(Point-based annotation data)

────────────────────

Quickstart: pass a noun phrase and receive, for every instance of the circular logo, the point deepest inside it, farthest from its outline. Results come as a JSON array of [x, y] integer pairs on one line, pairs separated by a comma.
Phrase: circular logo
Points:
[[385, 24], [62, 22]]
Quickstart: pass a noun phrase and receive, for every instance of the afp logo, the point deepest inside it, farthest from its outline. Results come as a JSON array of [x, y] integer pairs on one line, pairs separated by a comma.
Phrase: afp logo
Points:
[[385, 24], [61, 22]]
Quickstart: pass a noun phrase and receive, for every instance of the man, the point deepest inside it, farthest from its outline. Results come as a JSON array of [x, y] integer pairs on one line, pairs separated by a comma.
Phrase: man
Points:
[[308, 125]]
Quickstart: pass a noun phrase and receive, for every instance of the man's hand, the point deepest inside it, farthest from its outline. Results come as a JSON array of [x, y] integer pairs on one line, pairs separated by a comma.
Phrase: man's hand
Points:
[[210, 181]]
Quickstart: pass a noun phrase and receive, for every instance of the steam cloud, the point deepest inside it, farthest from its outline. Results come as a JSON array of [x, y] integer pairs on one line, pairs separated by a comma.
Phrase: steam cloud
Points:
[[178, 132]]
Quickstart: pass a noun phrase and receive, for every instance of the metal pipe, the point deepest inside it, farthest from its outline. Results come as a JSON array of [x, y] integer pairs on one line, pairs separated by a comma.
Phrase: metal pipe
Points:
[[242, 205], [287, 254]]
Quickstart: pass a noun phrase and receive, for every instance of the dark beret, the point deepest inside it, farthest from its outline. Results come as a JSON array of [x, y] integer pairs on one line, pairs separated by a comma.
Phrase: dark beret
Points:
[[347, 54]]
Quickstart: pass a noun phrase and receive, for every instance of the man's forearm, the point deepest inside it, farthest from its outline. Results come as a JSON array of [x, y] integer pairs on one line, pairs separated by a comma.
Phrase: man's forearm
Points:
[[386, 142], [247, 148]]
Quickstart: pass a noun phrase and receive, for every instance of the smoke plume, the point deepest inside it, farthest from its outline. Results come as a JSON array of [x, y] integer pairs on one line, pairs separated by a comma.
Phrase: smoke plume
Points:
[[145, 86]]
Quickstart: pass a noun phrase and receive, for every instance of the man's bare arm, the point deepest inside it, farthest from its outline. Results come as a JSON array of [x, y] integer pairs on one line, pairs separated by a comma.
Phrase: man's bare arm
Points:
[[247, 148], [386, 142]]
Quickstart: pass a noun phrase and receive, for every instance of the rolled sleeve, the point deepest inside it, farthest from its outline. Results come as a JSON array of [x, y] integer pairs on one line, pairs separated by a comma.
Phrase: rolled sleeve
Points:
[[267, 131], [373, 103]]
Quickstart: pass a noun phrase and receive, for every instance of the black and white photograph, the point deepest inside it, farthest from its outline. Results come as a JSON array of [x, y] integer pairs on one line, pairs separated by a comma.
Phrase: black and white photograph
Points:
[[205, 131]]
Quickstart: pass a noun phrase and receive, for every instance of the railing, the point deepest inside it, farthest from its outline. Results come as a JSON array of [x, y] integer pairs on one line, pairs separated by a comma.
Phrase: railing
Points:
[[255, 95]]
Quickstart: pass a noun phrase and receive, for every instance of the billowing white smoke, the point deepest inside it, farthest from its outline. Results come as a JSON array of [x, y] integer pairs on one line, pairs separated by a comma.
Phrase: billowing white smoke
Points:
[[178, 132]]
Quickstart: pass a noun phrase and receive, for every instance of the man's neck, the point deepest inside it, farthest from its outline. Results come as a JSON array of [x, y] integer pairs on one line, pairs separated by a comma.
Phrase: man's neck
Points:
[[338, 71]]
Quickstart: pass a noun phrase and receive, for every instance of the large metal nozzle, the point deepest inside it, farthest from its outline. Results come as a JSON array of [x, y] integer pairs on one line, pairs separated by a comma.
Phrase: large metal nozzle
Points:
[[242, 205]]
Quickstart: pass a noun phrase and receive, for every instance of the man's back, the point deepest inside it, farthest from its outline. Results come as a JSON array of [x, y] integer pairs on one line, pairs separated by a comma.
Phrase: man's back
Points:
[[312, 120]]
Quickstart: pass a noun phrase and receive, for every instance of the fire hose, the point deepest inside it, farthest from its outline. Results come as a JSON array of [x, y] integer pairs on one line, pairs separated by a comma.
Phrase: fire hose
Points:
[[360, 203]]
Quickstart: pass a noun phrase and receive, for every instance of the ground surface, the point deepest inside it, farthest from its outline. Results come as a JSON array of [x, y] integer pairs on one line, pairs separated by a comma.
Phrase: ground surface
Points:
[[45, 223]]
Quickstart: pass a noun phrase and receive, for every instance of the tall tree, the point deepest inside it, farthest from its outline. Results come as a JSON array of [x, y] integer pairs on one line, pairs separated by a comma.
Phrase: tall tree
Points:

────────────────────

:: AIM ::
Convert all of the records above into a JSON list of strings, one string per line, leaving out any blank lines.

:: EXPECTED OUTPUT ::
[
  "Quickstart: pass a noun phrase and receive, for every instance of the circular logo, the point deepest inside it, farthest from its outline. Results come as a JSON array of [x, y] integer pairs on one line, pairs separated by a comma.",
  "Phrase: circular logo",
  "Points:",
  "[[385, 24], [62, 22]]",
  "Quickstart: pass a noun phrase and receive, for every instance of the afp logo, the point deepest inside it, farthest from its outline. Results come as a JSON array of [x, y] integer pairs on one line, pairs separated by a comma.",
  "Phrase: afp logo",
  "Points:",
  "[[385, 24], [61, 22]]",
  "Quickstart: pass a noun phrase and receive, for every instance of the man, the point deepest inside it, farthest from its outline. Results come as a JSON array of [x, y] integer pairs on one line, pairs separated by a comma.",
  "Phrase: man",
  "Points:",
  "[[308, 125]]",
  "Quickstart: pass a noun phrase and receive, for every instance of the man's hand, the point deepest inside it, farthest from its outline. Results come as a JSON array of [x, y] integer pairs on one line, pairs separated by a comma.",
  "Phrase: man's hand",
  "Points:",
  "[[210, 181]]",
  "Quickstart: pass a noun phrase and receive, for every instance of the steam cloud, the point deepest inside it, farthest from its outline. Results come as a JSON array of [x, y] integer pairs on one line, pairs separated by a comma.",
  "Phrase: steam cloud",
  "Points:",
  "[[178, 132]]",
  "Quickstart: pass a noun phrase and receive, for every instance of the metal pipe, the point deepest inside it, farthest from its outline. Results come as a JSON array of [x, y] integer pairs on one line, pairs separated by a comma.",
  "Phrase: metal pipe",
  "Points:",
  "[[242, 205], [287, 254]]",
  "Quickstart: pass a noun phrase and receive, for every instance of the dark beret, the point deepest inside it, farthest from its outline. Results come as a JSON array of [x, y] integer pairs on one line, pairs separated by a comma.",
  "Phrase: dark beret",
  "Points:",
  "[[347, 54]]",
  "Quickstart: pass a noun phrase and receive, for every instance of the man's forearm, the point deepest inside it, farthest from its outline. Results come as a JSON array of [x, y] integer pairs on one line, pairs separated by a comma.",
  "Phrase: man's forearm",
  "Points:",
  "[[386, 142], [247, 148]]",
  "Quickstart: pass a noun phrase and receive, for every instance of the smoke plume, the point deepest inside it, farthest from its outline. Results come as a JSON array of [x, y] integer pairs on one line, pairs separated by a comma.",
  "Phrase: smoke plume",
  "Points:",
  "[[145, 86]]",
  "Quickstart: pass a noun phrase and receive, for every instance of the man's bare arm, the point deepest inside it, farthest from its outline. Results come as a JSON array of [x, y] integer pairs on one line, pairs separated by a comma.",
  "Phrase: man's bare arm",
  "Points:",
  "[[247, 148], [386, 142]]",
  "Quickstart: pass a noun phrase and receive, for every instance of the rolled sleeve, the point deepest inside it, farthest from its outline. Results come as a JSON array of [x, y] integer pairs on one line, pairs separated by a comma.",
  "Phrase: rolled sleeve",
  "Points:",
  "[[267, 131], [373, 103]]",
  "Quickstart: pass a noun phrase and receive, for every instance of the black and white photograph, the point deepest inside it, farthest from its outline. Results come as a JSON array of [x, y] integer pairs on one line, pairs separated by a comma.",
  "Phrase: black and white photograph",
  "Points:",
  "[[205, 131]]",
  "Quickstart: pass a noun phrase and receive, for every instance of the railing, the point deepest inside it, farthest from its outline. Results come as a JSON array of [x, y] integer pairs on one line, pairs separated by a comma.",
  "Phrase: railing",
  "Points:",
  "[[255, 95]]",
  "Quickstart: pass a noun phrase and receive, for every instance of the billowing white smoke, the point deepest inside it, farthest from its outline. Results come as a JSON array of [x, y] integer pairs on one line, pairs separated by a comma.",
  "Phrase: billowing white smoke",
  "Points:",
  "[[178, 132]]",
  "Quickstart: pass a noun phrase and receive, for every instance of the man's neck, the point deepest inside it, farthest from its outline. Results come as a JSON array of [x, y] integer pairs on one line, pairs separated by a comma.",
  "Phrase: man's neck",
  "Points:",
  "[[338, 71]]",
  "Quickstart: pass a noun phrase and receive, for every instance of the large metal nozzle, the point deepest inside it, farthest from its outline. Results come as a JSON array of [x, y] integer pairs on one line, pairs separated by a comma.",
  "Phrase: large metal nozzle",
  "Points:",
  "[[242, 205]]",
  "Quickstart: pass a noun phrase and receive, for every instance of the man's back, the point deepest inside it, farthest from its outline. Results come as a JSON array of [x, y] integer pairs on one line, pairs separated by a comma.",
  "Phrase: man's back",
  "Points:",
  "[[312, 120]]",
  "Quickstart: pass a noun phrase and receive, for every instance of the fire hose, the point deepest inside it, farthest from its outline. Results come as a JSON array of [x, y] integer pairs on one line, pairs separated by a comma.",
  "Phrase: fire hose",
  "Points:",
  "[[360, 203]]",
  "Quickstart: pass a noun phrase and receive, for every instance of the ground surface, the point deepest inside it, farthest from its outline. Results come as a JSON array of [x, y] integer pairs on one line, pairs separated by a comma.",
  "Phrase: ground surface",
  "Points:",
  "[[45, 223]]",
  "Quickstart: pass a noun phrase and receive, for every instance of the tall tree, the point deepest inside it, farthest from its outline. Results come as a JSON array of [x, y] integer pairs on one line, pairs separated by a comma.",
  "Phrase: tall tree",
  "Points:"
]